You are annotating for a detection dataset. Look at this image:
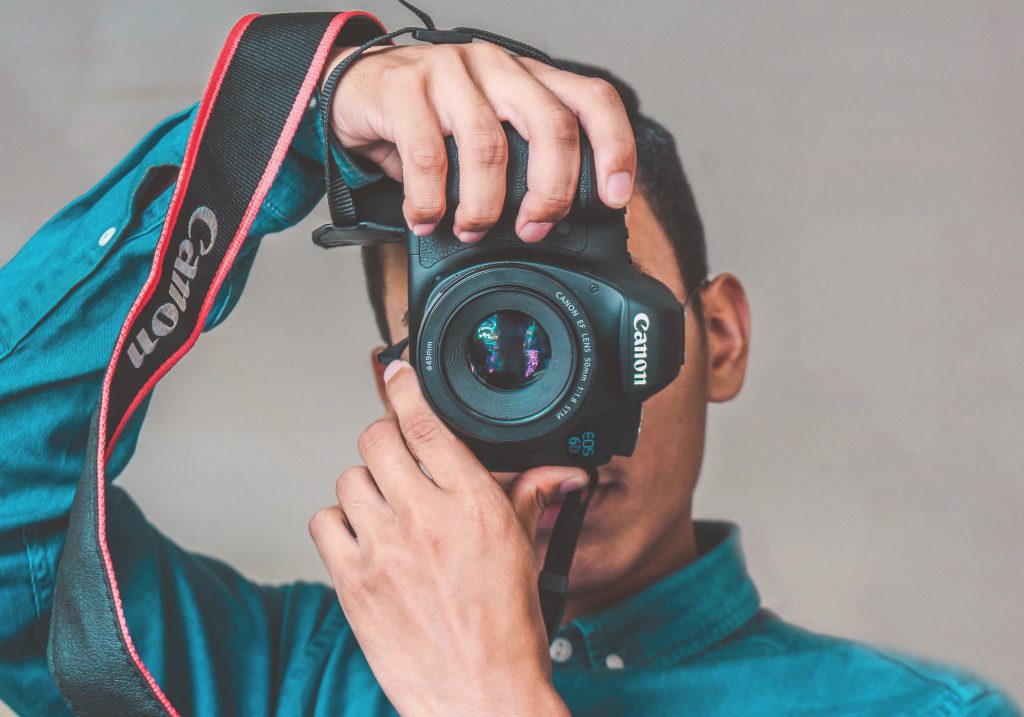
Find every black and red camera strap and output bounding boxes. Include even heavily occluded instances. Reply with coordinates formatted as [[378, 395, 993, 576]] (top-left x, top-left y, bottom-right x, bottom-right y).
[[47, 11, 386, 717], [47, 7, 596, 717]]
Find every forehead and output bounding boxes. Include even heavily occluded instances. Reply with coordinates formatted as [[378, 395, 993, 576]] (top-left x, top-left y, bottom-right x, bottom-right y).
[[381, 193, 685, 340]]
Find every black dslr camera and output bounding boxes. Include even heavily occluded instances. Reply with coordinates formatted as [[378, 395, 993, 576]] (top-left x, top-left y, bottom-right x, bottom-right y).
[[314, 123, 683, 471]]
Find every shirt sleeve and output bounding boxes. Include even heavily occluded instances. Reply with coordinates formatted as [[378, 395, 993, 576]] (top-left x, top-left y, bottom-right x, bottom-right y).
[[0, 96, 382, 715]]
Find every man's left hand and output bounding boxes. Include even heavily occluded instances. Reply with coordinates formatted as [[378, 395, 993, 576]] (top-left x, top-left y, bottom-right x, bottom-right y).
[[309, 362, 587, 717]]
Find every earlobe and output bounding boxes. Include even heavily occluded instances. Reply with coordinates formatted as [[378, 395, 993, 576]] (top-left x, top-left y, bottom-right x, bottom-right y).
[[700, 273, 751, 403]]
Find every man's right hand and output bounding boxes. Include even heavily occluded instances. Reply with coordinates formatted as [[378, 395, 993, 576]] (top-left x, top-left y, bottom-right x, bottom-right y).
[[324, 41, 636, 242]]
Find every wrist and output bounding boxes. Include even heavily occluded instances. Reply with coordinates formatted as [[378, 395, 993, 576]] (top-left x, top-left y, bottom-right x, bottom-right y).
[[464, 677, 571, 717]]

○ ○ ○ ○ ○

Please repeat word for word everything from the line containing "Find every man's right" down to the final line of the entries.

» Reply to the exercise:
Find every man's right hand and output bounding boxes. Include even heavily occluded instances. Reply with coordinates formatted as [[378, 395, 993, 576]] (top-left x, top-left y, bottom-right x, bottom-right y).
[[324, 41, 636, 242]]
Find every wrist and output bounding boxes. Include even heavily occluded instances. Reply with coordinates formatted as [[378, 395, 993, 576]] (top-left x, top-left y, bottom-right x, bottom-right y).
[[464, 677, 571, 717]]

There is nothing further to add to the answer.